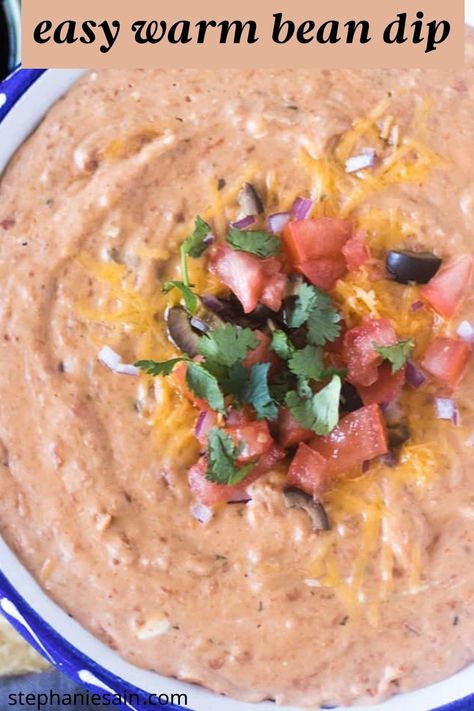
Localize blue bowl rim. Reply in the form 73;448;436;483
0;67;474;711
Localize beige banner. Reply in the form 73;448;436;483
23;0;464;68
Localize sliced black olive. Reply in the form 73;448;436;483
166;306;199;358
189;316;210;333
387;422;410;449
239;183;263;217
386;249;442;284
283;486;330;531
341;382;364;412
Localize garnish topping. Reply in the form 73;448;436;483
206;427;255;486
226;227;281;259
286;375;341;435
288;284;342;346
373;338;415;373
181;215;211;287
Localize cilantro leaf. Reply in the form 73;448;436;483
199;323;259;368
286;375;341;436
288;284;341;346
186;361;225;414
206;427;255;486
222;363;278;420
288;346;324;380
268;370;294;404
270;330;295;360
135;358;188;377
181;215;211;286
162;281;198;314
372;338;415;373
308;307;341;346
183;220;211;259
226;227;281;259
245;363;278;420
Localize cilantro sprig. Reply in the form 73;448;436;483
206;427;255;486
285;375;342;436
223;363;278;420
135;357;225;414
199;323;259;368
372;338;415;374
226;227;281;259
288;284;342;346
180;215;211;287
161;281;198;314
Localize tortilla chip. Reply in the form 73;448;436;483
0;615;49;676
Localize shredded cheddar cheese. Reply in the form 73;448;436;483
76;99;453;625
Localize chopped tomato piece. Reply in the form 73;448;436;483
309;405;388;476
188;447;285;506
294;255;347;291
278;407;314;449
420;254;474;318
357;363;405;405
288;442;329;498
173;363;210;410
344;318;397;387
421;338;471;387
282;217;352;266
342;230;370;272
210;244;286;313
260;272;287;311
224;420;273;464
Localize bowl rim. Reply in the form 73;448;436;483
0;67;474;711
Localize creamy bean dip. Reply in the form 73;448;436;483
0;40;474;707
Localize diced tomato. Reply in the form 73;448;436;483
195;410;218;450
224;420;273;464
357;363;405;405
260;272;287;311
421;338;471;387
282;217;352;267
294;254;347;291
342;230;370;272
210;244;264;313
309;405;388;476
277;407;314;449
188;447;285;506
288;442;329;498
173;363;210;410
420;254;474;318
344;318;397;387
210;243;286;313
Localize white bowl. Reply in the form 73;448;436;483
0;51;474;711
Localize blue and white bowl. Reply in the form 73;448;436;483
0;54;474;711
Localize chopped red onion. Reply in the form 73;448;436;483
267;212;291;234
97;346;122;370
230;215;255;230
406;360;426;388
191;504;214;523
115;363;140;377
435;397;458;425
456;321;474;343
292;198;313;220
379;452;397;467
203;232;216;247
346;148;377;173
97;346;140;376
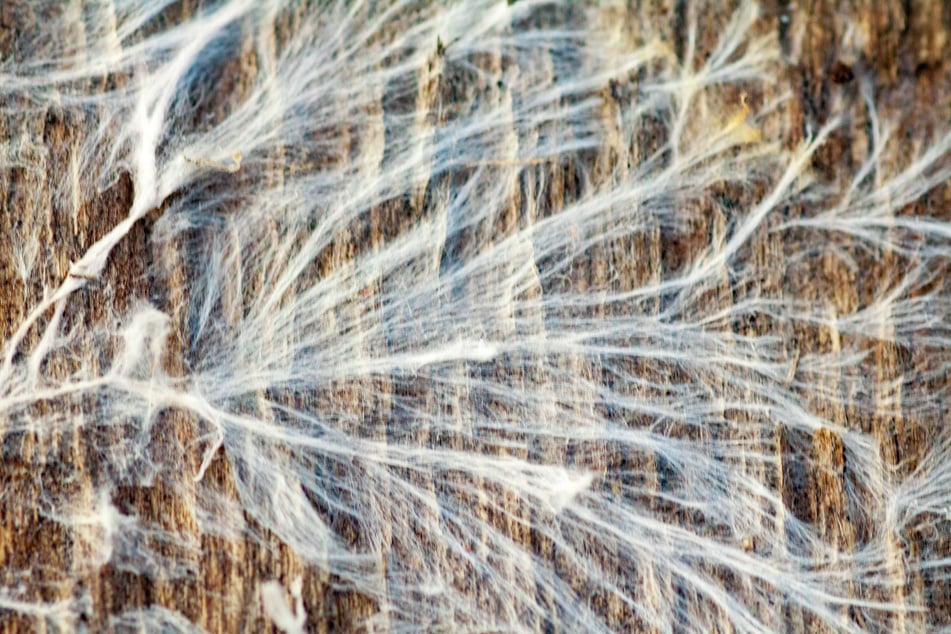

※

■ **WORK TO COMPLETE**
Return all the records above line for line without any changes, leaving out the pictures.

■ **SOLUTION**
Localize blue bowl rim. Reply in the form 73;448;436;483
0;67;474;711
Localize beige banner. Reply in the form 73;448;436;483
23;0;464;68
Localize sliced black olive. Reply in the form 73;448;436;483
166;306;199;358
189;316;210;333
387;422;410;449
239;183;263;217
386;249;442;284
283;486;330;531
341;382;364;412
Localize garnish topping. Reply in the form 73;448;436;483
206;427;255;486
226;227;281;259
286;375;341;435
288;284;342;346
373;338;415;373
181;215;211;287
Localize cilantro leaf. Reply in the form 73;448;436;483
199;323;259;368
286;375;341;436
288;284;341;346
186;361;225;414
206;427;255;486
222;363;278;420
288;346;324;380
268;370;294;404
270;330;295;360
135;358;188;377
181;215;211;286
162;281;198;314
372;338;415;373
308;307;341;346
183;220;211;259
226;227;281;259
245;363;278;420
Localize cilantro sprig. Reply in the form 73;448;436;483
206;427;255;486
285;375;342;436
223;363;278;420
135;357;225;414
199;323;259;368
372;338;415;374
226;227;281;259
288;284;342;346
180;215;211;287
161;281;198;314
Localize tortilla chip. Reply in the form 73;448;436;483
0;615;49;676
Localize shredded cheddar cheese. Reply in the form 73;448;436;483
76;99;453;625
Localize chopped tomato piece. Reply in the form 73;448;436;483
309;405;388;476
188;447;285;506
294;255;347;291
278;407;314;449
420;254;474;318
357;363;405;405
288;442;329;498
173;363;210;410
344;318;397;387
421;338;471;387
282;217;352;266
342;230;370;272
210;244;286;313
260;272;287;311
224;420;273;464
Localize bowl rim. Reply in the form 73;448;436;483
0;67;474;711
Localize creamy bean dip. Reply in the form 73;448;436;483
0;40;474;707
Localize diced tomato. Reply in the form 73;448;436;483
195;410;218;450
224;420;273;464
357;363;405;405
260;272;287;311
421;338;471;387
282;217;352;267
294;254;347;291
342;230;370;272
210;244;264;313
309;405;388;476
277;407;314;449
188;447;285;506
288;442;329;498
173;363;210;410
420;254;474;318
344;318;397;387
210;243;286;313
Localize white bowl. Reply in the form 73;448;436;483
0;51;474;711
Localize blue and white bowl. Reply in the form 73;448;436;483
0;54;474;711
Localize chopped red onion. Reply in the form 73;448;436;483
267;212;291;234
97;346;122;370
230;215;255;230
406;360;426;388
191;504;214;523
115;363;140;377
435;397;458;425
456;321;474;343
292;198;313;220
379;452;397;467
203;232;216;247
346;148;377;173
97;346;140;376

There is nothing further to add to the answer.